**Brief**
How many lines of the records below contain the string "rope"? Match case exactly, and reply with the number alone.
* begin Records shown *
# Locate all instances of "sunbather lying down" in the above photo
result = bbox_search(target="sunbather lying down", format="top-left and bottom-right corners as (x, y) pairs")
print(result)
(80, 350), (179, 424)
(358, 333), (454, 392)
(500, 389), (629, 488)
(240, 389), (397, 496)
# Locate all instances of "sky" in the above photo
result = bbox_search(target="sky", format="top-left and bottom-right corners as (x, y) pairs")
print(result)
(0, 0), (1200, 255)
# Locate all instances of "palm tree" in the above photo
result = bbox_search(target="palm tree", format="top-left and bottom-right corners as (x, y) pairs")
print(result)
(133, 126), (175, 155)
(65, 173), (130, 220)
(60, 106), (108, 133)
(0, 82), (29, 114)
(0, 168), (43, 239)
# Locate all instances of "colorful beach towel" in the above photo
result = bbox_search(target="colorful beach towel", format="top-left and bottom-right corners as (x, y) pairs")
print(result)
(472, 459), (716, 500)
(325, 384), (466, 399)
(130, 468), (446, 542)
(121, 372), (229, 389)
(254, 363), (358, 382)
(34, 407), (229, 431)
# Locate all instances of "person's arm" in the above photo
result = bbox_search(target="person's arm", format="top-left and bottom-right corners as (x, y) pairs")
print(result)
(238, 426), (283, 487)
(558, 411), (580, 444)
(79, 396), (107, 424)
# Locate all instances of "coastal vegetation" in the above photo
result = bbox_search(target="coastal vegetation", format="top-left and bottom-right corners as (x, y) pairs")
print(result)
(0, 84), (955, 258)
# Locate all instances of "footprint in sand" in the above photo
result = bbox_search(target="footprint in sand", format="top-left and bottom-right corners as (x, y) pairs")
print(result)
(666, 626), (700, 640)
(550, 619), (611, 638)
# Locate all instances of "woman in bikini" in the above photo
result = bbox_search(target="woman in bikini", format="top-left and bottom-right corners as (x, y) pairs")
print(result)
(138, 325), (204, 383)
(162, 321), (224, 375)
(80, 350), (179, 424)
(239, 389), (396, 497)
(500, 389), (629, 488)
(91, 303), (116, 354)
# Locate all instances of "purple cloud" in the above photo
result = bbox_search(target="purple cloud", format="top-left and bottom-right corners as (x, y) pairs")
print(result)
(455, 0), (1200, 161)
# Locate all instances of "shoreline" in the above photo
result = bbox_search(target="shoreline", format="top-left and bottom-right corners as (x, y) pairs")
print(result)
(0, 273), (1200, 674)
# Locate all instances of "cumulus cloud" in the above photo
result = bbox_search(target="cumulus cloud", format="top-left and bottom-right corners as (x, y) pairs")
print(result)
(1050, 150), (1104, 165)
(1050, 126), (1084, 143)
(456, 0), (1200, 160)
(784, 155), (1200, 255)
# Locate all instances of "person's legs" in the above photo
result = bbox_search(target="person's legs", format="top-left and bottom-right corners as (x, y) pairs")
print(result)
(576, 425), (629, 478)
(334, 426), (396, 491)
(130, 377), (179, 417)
* end Records shown *
* begin Records shown *
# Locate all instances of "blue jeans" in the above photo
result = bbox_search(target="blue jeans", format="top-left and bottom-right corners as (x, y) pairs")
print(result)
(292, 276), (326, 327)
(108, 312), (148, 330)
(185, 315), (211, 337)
* end Records shown *
* begin Records shown *
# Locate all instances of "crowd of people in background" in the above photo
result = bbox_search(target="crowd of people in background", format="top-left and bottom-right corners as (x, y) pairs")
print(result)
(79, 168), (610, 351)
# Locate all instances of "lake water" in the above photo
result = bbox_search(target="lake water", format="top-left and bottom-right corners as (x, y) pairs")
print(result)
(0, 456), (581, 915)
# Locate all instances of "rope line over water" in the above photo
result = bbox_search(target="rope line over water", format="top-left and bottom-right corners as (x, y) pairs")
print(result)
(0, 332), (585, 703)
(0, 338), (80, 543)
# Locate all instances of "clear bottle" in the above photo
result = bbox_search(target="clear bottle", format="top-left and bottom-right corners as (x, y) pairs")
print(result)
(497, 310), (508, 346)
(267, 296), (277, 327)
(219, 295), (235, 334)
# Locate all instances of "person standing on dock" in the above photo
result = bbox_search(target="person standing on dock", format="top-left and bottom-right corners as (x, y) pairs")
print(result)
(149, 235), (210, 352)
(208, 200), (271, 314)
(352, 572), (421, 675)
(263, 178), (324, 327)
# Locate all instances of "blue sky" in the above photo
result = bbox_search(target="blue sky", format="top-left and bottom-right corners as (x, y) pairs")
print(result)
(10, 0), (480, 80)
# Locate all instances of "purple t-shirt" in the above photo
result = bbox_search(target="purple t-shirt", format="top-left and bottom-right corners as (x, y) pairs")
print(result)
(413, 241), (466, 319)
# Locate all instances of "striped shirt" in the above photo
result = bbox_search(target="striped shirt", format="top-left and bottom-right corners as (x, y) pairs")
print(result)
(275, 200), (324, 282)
* end Records shown *
**Solution to this exercise**
2